▶ **WRITTEN REQUEST**: Gather every line of the records below that contains the string "white", and copy each one out.

▶ **Detection annotation records**:
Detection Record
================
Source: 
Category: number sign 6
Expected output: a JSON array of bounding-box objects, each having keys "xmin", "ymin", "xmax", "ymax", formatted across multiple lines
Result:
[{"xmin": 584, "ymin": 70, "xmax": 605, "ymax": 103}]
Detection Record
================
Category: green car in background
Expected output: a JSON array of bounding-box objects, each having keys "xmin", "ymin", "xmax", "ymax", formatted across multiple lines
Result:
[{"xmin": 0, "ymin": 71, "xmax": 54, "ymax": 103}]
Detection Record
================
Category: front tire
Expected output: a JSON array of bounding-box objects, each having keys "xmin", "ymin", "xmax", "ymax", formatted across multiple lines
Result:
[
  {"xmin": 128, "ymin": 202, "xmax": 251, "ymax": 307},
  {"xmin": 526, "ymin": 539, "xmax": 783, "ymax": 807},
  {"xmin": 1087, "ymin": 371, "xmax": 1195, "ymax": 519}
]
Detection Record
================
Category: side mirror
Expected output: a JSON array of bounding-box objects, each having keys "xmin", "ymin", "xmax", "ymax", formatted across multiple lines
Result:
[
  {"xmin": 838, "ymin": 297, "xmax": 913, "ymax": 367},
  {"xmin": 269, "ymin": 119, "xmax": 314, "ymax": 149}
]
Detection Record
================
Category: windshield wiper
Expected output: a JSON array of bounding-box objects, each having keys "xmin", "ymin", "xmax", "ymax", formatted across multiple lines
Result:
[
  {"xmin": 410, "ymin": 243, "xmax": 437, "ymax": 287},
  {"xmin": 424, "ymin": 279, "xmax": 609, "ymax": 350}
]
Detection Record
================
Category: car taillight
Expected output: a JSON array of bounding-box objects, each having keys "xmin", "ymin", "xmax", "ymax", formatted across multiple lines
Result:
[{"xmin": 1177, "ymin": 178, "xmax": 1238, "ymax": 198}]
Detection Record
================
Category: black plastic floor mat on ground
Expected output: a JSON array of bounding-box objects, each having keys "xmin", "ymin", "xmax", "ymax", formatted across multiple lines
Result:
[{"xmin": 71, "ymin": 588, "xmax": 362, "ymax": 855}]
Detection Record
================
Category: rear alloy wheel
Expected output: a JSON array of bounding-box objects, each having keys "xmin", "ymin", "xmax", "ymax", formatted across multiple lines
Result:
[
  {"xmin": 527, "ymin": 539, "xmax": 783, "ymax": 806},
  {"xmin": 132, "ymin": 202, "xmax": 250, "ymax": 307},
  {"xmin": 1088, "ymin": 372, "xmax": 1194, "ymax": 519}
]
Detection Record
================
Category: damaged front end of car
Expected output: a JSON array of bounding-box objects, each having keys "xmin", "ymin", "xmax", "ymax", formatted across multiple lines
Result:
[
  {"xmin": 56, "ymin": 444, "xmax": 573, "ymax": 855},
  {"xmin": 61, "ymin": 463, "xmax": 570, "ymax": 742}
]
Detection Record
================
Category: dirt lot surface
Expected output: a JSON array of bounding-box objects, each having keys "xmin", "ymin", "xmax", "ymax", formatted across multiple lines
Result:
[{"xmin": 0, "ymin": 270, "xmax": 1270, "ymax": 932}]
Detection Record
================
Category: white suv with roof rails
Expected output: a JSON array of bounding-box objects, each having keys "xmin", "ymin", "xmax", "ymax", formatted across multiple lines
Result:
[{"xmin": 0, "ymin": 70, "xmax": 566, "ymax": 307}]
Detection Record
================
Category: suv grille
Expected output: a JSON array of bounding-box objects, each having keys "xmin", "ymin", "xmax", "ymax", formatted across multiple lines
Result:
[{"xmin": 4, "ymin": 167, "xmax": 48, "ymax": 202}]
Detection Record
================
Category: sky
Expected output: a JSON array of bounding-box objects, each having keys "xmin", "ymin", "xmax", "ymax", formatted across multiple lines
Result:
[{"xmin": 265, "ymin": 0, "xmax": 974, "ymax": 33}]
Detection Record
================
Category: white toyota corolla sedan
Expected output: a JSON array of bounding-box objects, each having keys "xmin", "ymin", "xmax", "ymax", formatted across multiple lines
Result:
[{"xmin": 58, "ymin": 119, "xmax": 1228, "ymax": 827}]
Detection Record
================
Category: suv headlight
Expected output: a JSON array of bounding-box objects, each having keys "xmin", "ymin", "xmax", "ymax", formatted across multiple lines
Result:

▶ **RESPONSE TO THE EXERCISE**:
Category: white suv with roof rails
Category: white toyota corolla sedan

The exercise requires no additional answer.